**Instruction:** Retype the records word for word, starting at the first line and ending with the line that contains "For every instance, count".

━━━━━ Input rows ━━━━━

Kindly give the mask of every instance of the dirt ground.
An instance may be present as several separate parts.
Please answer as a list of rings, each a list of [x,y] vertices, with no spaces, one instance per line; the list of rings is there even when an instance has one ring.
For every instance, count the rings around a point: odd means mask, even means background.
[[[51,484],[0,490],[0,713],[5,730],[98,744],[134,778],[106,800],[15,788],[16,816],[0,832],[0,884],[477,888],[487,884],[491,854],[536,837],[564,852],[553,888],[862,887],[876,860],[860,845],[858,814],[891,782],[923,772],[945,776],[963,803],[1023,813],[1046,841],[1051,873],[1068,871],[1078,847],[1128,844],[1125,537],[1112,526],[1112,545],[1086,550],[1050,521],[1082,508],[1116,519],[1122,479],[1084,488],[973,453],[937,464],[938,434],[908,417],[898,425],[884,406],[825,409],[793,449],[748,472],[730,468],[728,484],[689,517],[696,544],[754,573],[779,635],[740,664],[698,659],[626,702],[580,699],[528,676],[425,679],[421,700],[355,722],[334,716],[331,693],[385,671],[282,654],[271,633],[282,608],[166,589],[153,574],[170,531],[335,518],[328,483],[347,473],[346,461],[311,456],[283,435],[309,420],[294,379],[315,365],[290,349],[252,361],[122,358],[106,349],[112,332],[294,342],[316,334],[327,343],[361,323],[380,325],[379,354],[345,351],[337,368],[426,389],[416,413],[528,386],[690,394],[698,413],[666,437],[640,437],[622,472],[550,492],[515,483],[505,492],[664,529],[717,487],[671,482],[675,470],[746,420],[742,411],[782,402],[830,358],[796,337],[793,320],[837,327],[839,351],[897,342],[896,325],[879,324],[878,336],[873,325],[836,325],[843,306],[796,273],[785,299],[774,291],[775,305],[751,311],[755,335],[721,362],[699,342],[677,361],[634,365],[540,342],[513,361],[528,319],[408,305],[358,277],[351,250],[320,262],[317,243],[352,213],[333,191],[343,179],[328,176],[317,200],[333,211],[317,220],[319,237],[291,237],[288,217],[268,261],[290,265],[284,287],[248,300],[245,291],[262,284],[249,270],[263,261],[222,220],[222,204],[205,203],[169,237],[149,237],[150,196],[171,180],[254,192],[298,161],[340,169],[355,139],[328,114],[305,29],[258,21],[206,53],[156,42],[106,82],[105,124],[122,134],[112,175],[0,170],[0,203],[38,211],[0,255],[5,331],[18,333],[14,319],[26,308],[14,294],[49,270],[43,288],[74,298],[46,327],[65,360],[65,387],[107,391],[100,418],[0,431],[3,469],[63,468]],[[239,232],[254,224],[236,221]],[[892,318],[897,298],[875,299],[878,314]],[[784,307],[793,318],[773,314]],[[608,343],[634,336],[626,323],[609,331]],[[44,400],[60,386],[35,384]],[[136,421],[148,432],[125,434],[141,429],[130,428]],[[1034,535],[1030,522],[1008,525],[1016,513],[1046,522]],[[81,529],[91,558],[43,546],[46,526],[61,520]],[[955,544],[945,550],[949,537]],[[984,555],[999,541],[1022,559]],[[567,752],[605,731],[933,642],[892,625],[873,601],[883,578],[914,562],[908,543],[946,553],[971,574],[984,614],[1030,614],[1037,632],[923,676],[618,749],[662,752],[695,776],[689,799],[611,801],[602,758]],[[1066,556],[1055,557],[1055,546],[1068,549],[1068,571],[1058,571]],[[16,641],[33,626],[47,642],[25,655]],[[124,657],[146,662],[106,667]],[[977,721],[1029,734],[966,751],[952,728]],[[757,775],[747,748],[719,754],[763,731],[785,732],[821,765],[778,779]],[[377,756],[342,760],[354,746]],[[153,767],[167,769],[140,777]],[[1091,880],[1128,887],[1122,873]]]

━━━━━

**Exercise response:**
Kindly give the mask of every instance of the dirt ground.
An instance may be present as several separate parts.
Please answer as a list of rings, each a list of [x,y] vertices, with no spaces, one instance per line; the list of rings is there even when an instance has one ring.
For every instance, count the rings around a point: odd means mask, even means background.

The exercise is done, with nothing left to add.